- **Study material**
● ● ● ● ● ● ●
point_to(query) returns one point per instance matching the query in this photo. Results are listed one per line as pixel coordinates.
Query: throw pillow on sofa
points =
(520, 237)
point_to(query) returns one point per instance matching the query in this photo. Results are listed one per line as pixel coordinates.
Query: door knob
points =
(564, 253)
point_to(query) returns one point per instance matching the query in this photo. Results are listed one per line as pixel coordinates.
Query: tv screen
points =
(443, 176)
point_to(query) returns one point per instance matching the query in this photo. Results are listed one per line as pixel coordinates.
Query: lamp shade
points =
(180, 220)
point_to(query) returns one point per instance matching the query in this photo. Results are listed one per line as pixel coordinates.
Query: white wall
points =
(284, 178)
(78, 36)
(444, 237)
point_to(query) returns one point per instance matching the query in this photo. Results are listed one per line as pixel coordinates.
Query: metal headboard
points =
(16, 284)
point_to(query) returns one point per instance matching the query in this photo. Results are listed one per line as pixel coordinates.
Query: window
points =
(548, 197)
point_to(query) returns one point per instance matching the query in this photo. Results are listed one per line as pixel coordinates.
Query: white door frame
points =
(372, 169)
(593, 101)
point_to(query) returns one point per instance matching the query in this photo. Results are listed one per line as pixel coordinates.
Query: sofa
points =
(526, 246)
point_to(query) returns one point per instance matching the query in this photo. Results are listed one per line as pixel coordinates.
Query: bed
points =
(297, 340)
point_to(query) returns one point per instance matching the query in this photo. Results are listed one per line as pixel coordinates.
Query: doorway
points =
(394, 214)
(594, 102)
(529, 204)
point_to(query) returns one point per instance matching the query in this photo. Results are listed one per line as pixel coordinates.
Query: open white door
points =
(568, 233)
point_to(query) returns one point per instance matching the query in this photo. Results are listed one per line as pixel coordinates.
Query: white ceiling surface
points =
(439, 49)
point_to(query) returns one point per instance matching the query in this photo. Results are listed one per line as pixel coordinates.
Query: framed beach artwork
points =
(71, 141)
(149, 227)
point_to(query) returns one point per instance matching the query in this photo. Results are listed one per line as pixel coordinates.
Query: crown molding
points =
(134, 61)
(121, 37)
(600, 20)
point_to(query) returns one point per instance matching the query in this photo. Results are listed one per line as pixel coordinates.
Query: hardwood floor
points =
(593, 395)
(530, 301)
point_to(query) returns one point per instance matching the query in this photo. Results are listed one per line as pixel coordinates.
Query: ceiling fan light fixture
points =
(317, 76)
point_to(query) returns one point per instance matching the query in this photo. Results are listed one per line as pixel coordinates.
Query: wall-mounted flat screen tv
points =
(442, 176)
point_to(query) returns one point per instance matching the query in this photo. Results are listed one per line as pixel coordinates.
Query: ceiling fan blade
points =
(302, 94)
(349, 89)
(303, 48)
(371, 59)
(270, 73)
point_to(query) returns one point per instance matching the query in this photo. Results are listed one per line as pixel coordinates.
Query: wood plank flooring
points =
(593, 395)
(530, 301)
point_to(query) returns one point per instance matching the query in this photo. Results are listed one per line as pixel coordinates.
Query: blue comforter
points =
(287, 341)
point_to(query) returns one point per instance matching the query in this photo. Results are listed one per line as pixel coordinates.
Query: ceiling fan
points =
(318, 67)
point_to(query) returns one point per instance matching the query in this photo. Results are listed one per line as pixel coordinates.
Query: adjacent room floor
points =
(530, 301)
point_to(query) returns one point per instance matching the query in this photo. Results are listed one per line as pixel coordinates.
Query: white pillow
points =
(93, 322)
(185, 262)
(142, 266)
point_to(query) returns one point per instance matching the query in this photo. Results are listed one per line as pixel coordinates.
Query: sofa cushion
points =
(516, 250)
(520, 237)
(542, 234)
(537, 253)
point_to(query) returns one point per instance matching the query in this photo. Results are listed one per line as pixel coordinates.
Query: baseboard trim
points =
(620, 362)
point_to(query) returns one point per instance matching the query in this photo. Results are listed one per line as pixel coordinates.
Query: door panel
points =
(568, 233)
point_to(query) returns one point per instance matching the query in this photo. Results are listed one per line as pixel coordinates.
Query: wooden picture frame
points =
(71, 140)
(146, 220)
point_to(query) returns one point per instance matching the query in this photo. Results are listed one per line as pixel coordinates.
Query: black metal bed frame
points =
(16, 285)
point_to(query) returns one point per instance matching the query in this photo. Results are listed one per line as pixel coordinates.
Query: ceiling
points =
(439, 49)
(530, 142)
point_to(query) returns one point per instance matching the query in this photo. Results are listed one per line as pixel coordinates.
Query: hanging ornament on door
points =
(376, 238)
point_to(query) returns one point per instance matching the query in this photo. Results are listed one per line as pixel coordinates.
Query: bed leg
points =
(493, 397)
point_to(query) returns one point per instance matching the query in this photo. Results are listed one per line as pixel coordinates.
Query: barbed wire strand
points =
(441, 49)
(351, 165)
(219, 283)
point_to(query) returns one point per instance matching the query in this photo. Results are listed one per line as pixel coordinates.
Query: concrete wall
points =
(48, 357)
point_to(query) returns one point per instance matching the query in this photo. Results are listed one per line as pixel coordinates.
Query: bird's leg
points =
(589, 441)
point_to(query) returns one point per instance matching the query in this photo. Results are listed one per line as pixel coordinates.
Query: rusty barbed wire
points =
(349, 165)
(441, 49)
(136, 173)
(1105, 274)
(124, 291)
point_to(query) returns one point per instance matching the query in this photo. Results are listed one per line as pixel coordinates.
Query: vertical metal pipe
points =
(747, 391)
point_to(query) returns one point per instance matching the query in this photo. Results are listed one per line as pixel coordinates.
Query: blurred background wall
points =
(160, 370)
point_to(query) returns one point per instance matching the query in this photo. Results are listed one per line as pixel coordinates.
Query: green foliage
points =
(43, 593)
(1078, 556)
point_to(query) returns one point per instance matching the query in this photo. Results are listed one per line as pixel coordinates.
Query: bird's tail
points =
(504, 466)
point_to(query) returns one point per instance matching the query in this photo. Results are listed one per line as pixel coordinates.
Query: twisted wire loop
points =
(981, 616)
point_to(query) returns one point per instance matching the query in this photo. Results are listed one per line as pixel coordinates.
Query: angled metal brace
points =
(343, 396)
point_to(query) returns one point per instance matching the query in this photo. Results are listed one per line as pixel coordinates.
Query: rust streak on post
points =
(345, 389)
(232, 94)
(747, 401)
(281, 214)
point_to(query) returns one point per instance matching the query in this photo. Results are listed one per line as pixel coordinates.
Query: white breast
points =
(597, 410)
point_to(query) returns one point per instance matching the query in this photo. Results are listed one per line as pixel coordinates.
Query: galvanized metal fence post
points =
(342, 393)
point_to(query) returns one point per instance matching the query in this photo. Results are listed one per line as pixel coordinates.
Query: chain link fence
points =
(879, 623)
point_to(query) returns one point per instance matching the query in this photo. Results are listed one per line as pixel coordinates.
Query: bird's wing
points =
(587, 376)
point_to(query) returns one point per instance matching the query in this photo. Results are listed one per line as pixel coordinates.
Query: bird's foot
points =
● ● ● ● ● ● ●
- **Task prompt**
Could you set down exactly the lines from the one containing "Query: bird's tail" through the last line of the records above, both included?

- **Expected answer**
Query: bird's tail
points =
(504, 466)
point_to(query) returns one point per instance matching the query in this photo. Results are listed one per line as pixel coordinates.
Query: twisted wire loop
points =
(981, 616)
point_to(query) returns one point per instance matching the query in this photo. Results are listed one per line as pixel coordinates.
Query: angled metal brace
points =
(343, 396)
point_to(query) returns one point per instance matching the query in this photo. Results are listed one per line as pixel coordinates.
Query: rust streak on post
points =
(345, 389)
(232, 94)
(747, 401)
(281, 214)
point_to(query) returns one point per instance matching the query in this photo. Results are listed one per line as pixel coordinates.
Query: white breast
points =
(597, 410)
point_to(query) returns one point per instance matching the query in this photo. Results are listed one per line as pixel coordinates.
Query: galvanized metal fence post
points =
(342, 393)
point_to(query) returns one point per instance matching the query in this photo. Results are listed one per line as pixel coordinates.
Query: chain link fence
points =
(879, 623)
point_to(query) returns one point per instance matching the query in this photo. Results are listed one per line as pixel coordinates.
Query: bird's wing
points =
(587, 376)
point_to(query) returns one point per instance matching the query in this photo. Results are listed one per line as pixel coordinates.
Query: bird's foot
points =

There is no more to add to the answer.